══ DOCUMENT EXTRACT

To assert that there are no regressions in the :doc:`development and maintenance branches <devcycle>`, Python has a set of dedicated machines (called buildbots or build workers) used for continuous integration. They span a number of hardware/operating system combinations. Furthermore, each machine hosts several builders, one per active branch: when a new change is pushed to this branch on the public GitHub repository, all corresponding builders will schedule a new build to be run as soon as possible.
The build steps run by the buildbots are the following:
- Check out the source tree for the changeset which triggered the build
- Compile Python
- Run the test suite using :ref:`strenuous settings <strenuous_testing>`
- Clean up the build tree
It is your responsibility, as a core developer, to check the automatic build results after you push a change to the repository. It is therefore important that you get acquainted with the way these results are presented, and how various kinds of failures can be explained and diagnosed.
Please read this page in full. If your questions aren't answered here and you need assistance with the buildbots, a good way to get help is to either:
- contact the
[email protected]
mailing list where all buildbot worker owners are subscribed; or - contact the release manager of the branch you have issues with.
The bedevere-bot
on GitHub will put a message on your merged Pull Request
if building your commit on a stable buildbot worker fails. Take care to
evaluate the failure, even if it looks unrelated at first glance.
Not all failures will generate a notification since not all builds are executed after each commit. In particular, reference leaks builds take several hours to complete so they are done periodically. This is why it's important for you to be able to check the results yourself, too.
There are three ways of visualizing recent build results:
The Web interface for each branch at https://www.python.org/dev/buildbot/, where the so-called "waterfall" view presents a vertical rundown of recent builds for each builder. When interested in one build, you'll have to click on it to know which changesets it corresponds to. Note that the buildbot web pages are often slow to load, be patient.
The command-line
bbreport.py
client, which you can get from https://code.google.com/archive/p/bbreport. Installing it is trivial: just add the directory containingbbreport.py
to your system path so that you can run it from any filesystem location. For example, if you want to display the latest build results on the development ("main") branch, type:bbreport.py -q 3.x
The buildbot "console" interface at https://buildbot.python.org/all/ This works best on a wide, high resolution monitor. Clicking on the colored circles will allow you to open a new page containing whatever information about that particular build is of interest to you. You can also access builder information by clicking on the builder status bubbles in the top line.

════
══ SUPPLIED DATA

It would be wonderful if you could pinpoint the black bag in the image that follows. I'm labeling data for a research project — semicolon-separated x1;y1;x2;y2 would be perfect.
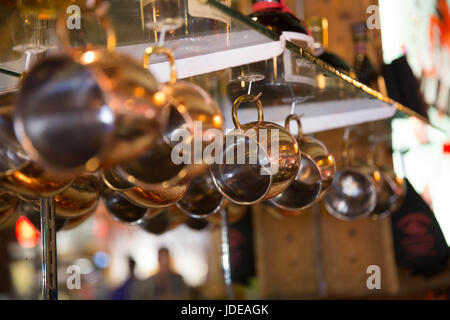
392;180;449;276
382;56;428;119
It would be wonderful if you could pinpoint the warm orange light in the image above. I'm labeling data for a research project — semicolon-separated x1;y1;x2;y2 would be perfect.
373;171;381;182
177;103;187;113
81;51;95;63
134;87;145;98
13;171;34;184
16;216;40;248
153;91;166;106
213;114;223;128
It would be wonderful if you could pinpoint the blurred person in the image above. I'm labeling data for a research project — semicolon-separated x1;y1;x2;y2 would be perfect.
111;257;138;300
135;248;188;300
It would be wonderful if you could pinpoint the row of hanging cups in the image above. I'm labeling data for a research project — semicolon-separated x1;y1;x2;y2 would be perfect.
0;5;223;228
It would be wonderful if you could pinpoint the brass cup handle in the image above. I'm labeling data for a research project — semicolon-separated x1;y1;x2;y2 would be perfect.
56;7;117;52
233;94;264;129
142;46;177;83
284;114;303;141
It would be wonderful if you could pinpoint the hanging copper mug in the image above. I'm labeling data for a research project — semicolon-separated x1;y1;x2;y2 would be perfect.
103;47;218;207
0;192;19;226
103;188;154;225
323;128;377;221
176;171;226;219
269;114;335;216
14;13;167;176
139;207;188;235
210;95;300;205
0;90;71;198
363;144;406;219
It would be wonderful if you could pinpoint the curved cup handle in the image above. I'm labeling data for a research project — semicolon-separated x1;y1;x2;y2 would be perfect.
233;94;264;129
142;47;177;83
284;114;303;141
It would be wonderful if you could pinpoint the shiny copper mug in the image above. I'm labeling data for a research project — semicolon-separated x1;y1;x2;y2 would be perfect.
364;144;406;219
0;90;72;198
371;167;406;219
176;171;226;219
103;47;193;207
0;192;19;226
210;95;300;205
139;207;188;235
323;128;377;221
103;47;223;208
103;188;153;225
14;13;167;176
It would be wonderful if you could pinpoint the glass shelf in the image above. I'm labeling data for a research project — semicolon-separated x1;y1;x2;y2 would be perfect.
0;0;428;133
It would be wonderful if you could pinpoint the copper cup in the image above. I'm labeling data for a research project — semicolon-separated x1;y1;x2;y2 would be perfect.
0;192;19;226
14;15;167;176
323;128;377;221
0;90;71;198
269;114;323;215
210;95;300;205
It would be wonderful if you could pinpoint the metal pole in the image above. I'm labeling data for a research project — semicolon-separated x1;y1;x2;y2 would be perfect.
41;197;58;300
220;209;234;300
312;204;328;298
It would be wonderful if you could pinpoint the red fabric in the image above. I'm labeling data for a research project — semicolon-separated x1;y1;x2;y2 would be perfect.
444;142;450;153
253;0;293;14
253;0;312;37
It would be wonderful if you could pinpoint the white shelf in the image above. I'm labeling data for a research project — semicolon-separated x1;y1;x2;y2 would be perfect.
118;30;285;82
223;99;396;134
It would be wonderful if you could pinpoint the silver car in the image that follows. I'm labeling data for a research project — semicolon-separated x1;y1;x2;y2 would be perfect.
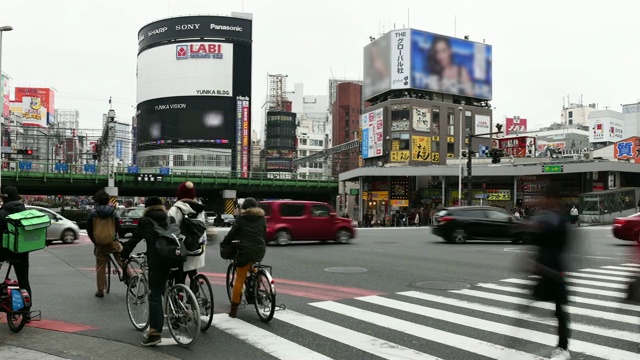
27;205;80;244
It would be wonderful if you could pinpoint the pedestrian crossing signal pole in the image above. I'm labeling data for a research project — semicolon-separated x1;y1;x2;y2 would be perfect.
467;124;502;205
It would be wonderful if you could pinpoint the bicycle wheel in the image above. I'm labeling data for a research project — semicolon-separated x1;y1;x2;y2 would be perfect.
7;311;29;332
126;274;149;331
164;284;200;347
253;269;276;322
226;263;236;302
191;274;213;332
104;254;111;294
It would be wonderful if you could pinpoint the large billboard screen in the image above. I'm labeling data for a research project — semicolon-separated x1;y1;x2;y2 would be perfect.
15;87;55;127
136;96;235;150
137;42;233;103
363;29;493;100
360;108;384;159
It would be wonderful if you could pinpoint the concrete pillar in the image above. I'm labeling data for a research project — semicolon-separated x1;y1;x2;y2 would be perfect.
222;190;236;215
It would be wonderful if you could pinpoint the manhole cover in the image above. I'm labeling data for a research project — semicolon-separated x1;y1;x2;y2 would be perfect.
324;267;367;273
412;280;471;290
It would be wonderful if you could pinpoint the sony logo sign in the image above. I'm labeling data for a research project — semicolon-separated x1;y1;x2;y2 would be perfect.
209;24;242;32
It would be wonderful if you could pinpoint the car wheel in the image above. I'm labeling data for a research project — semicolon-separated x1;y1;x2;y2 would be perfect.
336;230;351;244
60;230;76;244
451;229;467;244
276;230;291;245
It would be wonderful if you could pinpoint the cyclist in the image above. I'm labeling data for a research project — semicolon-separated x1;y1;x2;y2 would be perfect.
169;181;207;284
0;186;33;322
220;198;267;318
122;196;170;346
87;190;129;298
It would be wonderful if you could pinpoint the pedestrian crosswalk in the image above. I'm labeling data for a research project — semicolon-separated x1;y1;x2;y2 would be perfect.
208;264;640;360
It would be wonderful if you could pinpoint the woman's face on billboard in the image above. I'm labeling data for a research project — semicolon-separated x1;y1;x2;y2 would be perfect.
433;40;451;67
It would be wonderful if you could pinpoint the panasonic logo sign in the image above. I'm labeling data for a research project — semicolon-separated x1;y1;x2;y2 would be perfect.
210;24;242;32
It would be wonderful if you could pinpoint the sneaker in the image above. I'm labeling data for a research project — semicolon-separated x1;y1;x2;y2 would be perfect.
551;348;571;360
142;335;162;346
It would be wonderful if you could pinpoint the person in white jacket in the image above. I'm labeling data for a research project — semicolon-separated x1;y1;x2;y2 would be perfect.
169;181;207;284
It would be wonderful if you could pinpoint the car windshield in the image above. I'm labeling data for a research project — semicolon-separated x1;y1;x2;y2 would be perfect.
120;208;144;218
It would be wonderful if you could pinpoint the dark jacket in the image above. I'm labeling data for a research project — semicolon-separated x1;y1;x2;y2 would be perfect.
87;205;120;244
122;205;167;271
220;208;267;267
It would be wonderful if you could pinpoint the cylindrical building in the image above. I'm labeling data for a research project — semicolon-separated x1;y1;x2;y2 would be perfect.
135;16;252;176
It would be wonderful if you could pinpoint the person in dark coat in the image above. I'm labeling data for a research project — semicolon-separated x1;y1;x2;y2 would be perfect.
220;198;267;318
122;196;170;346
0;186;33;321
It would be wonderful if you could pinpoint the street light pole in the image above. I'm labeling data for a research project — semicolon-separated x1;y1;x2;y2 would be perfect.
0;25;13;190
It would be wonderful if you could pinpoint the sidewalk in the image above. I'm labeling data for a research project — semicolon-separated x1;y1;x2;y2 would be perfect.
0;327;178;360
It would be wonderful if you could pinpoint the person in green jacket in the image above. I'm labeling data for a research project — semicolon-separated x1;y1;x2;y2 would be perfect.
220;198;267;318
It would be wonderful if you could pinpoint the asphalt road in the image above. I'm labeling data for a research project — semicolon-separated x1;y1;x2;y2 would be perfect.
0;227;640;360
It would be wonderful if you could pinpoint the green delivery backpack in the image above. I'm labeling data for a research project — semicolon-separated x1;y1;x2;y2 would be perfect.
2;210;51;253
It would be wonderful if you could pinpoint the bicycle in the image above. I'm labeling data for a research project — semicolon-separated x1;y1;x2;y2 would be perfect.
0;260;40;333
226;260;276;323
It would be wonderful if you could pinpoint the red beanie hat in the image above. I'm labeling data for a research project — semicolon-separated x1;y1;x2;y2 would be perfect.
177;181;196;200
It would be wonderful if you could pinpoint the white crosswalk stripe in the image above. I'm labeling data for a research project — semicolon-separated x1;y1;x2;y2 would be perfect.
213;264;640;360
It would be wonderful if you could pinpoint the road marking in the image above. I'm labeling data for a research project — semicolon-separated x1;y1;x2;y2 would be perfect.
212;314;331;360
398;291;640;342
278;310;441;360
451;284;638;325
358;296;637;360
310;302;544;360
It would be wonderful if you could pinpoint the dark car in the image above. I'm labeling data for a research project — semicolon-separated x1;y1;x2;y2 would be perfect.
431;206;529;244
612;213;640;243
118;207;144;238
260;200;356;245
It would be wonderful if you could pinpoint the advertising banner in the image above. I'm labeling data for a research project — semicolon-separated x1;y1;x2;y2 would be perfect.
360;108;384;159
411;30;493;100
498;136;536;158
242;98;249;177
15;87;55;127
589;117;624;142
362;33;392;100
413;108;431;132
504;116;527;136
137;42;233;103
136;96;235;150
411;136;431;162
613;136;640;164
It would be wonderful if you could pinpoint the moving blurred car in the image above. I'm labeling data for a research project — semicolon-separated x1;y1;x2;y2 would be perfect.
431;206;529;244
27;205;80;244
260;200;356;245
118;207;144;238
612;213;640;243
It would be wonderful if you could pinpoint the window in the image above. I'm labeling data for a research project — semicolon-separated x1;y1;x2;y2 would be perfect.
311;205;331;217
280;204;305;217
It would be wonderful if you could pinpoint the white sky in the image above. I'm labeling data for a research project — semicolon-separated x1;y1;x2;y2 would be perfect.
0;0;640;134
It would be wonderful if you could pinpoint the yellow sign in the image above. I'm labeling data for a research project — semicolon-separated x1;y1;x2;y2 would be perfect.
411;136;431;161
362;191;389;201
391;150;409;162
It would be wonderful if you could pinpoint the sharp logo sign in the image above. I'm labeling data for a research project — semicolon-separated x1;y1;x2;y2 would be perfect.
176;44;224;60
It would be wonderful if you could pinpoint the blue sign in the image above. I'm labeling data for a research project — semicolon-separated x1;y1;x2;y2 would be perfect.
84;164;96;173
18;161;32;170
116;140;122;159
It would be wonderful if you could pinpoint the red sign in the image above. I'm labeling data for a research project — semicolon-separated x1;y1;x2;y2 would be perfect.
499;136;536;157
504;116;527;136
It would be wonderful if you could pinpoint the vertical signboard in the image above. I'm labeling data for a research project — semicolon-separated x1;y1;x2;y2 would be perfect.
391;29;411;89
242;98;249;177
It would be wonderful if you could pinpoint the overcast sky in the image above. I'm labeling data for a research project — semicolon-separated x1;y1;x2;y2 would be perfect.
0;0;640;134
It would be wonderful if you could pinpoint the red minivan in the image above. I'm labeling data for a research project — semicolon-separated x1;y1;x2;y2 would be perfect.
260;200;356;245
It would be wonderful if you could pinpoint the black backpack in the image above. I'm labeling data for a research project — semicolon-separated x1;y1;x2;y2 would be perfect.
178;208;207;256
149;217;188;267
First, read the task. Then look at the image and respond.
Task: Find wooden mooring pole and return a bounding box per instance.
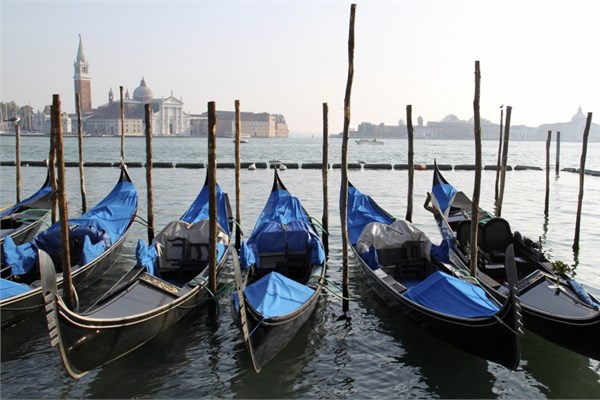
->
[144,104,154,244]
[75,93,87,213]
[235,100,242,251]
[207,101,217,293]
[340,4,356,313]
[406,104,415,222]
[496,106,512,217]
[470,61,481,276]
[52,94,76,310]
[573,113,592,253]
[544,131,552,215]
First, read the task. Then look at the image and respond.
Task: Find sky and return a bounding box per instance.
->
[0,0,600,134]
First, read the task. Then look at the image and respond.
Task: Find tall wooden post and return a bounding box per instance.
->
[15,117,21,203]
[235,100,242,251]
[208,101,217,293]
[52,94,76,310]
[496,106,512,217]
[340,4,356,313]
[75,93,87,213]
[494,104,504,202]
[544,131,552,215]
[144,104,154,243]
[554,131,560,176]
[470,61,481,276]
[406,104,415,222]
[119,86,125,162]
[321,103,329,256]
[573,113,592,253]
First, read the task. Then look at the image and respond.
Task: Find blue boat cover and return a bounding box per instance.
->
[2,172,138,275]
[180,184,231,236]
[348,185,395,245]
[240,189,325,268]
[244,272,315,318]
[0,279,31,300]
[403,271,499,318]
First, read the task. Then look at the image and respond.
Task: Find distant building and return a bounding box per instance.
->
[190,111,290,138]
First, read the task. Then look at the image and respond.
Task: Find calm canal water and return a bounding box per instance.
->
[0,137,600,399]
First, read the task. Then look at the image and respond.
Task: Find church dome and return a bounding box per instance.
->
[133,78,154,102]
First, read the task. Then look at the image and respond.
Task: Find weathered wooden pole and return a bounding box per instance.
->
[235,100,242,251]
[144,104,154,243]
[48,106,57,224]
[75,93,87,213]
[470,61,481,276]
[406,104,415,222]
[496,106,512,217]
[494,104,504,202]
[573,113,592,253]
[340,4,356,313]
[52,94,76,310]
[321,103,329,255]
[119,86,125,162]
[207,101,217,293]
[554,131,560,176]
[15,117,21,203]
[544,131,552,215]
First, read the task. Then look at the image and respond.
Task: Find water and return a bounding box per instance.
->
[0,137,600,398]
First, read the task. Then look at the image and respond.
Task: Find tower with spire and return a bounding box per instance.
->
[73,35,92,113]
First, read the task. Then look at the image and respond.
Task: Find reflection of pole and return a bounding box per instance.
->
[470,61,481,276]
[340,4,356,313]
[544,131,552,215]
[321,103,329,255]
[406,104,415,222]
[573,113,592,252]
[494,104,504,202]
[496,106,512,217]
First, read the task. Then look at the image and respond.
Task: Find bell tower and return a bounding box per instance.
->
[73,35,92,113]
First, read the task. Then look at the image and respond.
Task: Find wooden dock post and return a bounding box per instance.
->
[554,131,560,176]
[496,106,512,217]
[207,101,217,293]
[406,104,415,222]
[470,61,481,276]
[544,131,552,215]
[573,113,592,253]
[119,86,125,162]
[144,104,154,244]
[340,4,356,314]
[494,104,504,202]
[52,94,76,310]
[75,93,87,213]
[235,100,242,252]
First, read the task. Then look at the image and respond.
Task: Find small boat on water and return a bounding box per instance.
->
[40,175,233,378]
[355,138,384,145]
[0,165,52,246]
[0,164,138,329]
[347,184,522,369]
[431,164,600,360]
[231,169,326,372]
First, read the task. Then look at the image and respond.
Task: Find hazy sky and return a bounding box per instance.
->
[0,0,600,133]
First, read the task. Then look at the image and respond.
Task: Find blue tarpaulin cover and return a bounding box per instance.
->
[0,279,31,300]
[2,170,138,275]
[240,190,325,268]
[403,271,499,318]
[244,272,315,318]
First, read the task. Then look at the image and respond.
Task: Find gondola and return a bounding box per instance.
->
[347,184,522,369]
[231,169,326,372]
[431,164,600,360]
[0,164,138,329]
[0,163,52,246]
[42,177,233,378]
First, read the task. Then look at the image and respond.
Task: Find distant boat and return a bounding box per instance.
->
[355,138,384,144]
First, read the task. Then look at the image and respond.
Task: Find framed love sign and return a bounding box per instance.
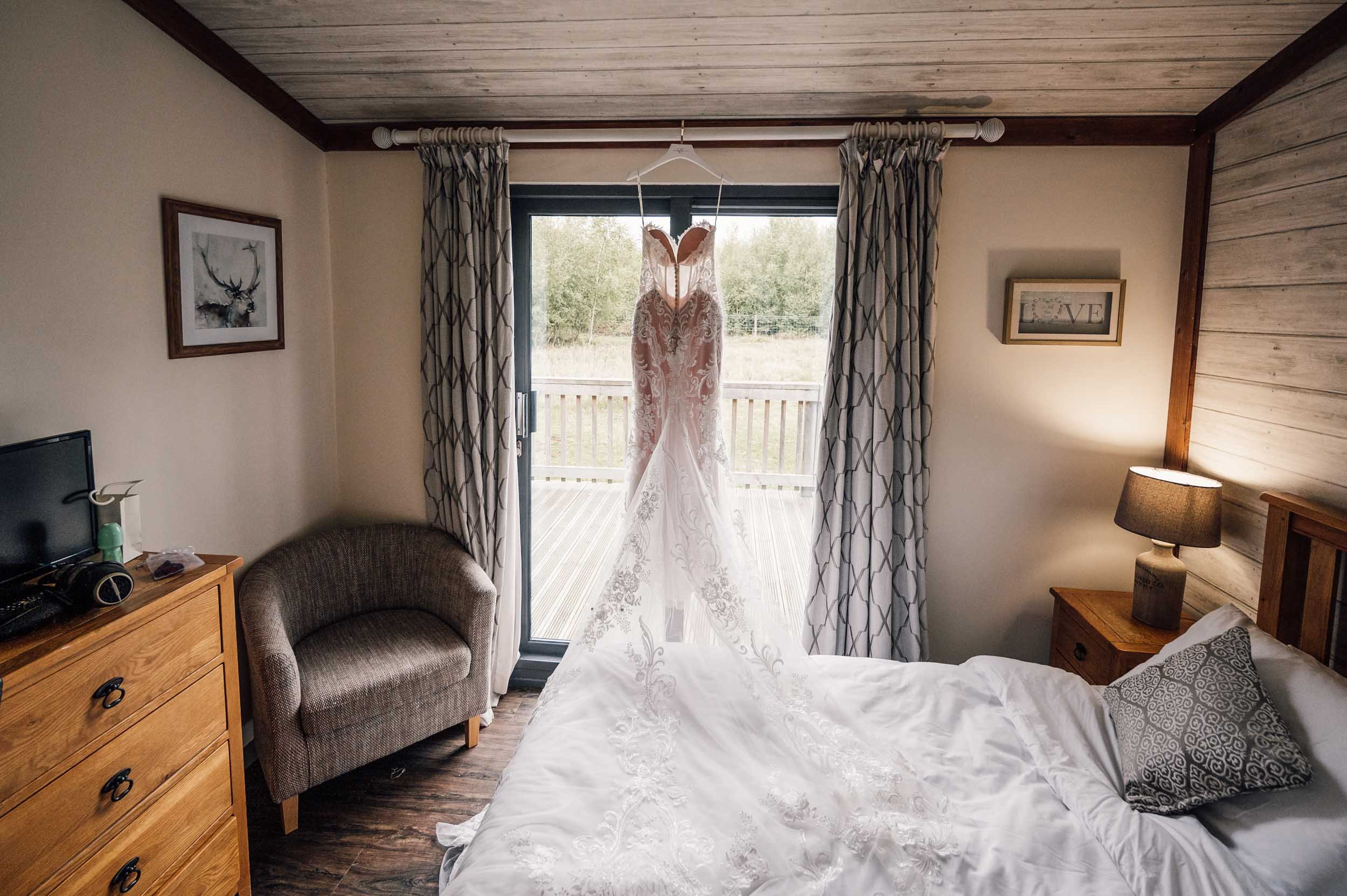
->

════

Reproduce the part of the buildbot text between "The build steps" and "explained and diagnosed.", inclusive. The lines stand apart from the buildbot text and are separate material.

OUTPUT OF THE TASK:
The build steps run by the buildbots are the following:
- Check out the source tree for the changeset which triggered the build
- Compile Python
- Run the test suite using :ref:`strenuous settings <strenuous_testing>`
- Clean up the build tree
It is your responsibility, as a core developer, to check the automatic build results after you push a change to the repository. It is therefore important that you get acquainted with the way these results are presented, and how various kinds of failures can be explained and diagnosed.